[WHAT TO DO]
[a] Please translate this sentence from the forum thread on string jigs into Spanish: "I had it done and was making strings in less than an hour."
[b] Name each user who posts in the forum thread on string jigs, listing every name once.

begin PAGE TEXT

# string jig diy plans?



## returntoarchery

Anybody seen plans for a diy string making jig for making regular endless loop strings? I've got the string making materials (D50 and serving thread) and tools, except the jig, I used years ago to make strings from my then Martin Cougar Mag. With the expected arrival of my new Groves Spitfire mag toy, I want to make strings for it rather than buy them. I need to build a jig as the diy one I had is long gone.


----------



## Nugefan

http://www.texasarchery.org/Documents/DiStefanoStrings/ejig.html


----------



## returntoarchery

thanks.


----------



## Nugefan

anytime ....


----------



## Arrow Flinger

Here is my home made jig.

I picked up a 10 ft stick of electrical chanel at Home depot for 10 bucks. It is located in the electrical department.  They also have the washer that goes inside the chanel for $3 bucks for 4.  I used a 8 ft 1 x 6 for the base, 1 inch square tubing I had laying around for the arms.  The post are 3/8 steel rods.  Total price less than 20 bucks.  I had it done and was making strings in less than an hour.


----------



## Arrow Flinger

The washers are threaded so I welded in a 3/8 bolt.  That and welding in the rods was all the welding that was requried


----------



## devolve

anyone got a link to a string making tutorial?


----------



## returntoarchery

That's a simple but very effective looking one Arrow Flinger.


----------



## returntoarchery

devolve said:


> anyone got a link to a string making tutorial?



yeah I found a good one today in pdf form. But it's on my work computer. I'll post it tomarra.

but in the mean time where a text based one.

http://margo.student.utwente.nl/sagi/artikel/usenet/string.html

here's another link with multiple pages

http://www.ssrsi.org/sr1/Weapon/archery.htm#Bowstrings


----------



## returntoarchery

here you go devolve. It's for training bows so some of it won't be for us that use REAL bows.

http://www.google.com/url?sa=t&ct=r...gs.pdf&usg=AFQjCNE9dNfyh99kA88-ADfzpa02g4x4rA

the pdf is too large for me to attach it.


----------



## bowhntr

I made a string jig 10 yrs ago ,it is for the Damascus twist and it worked very good. My buddy I think copied the video and tutorial . It was a tape so copy was not great . We made stings for at least 10 different bows and they lasted longer than the store bought ones .


----------

end PAGE TEXT
begin SOURCE EXCERPT

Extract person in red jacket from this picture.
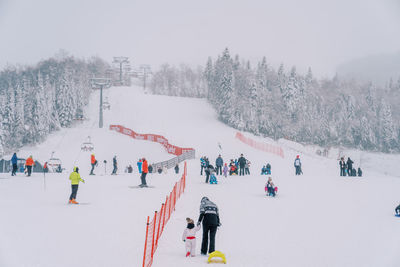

end SOURCE EXCERPT

[RESPONSES PER TASK]
[a] Lo tenía listo y ya estaba haciendo cuerdas en menos de una hora.

[b]
- returntoarchery
- Nugefan
- Arrow Flinger
- devolve
- bowhntr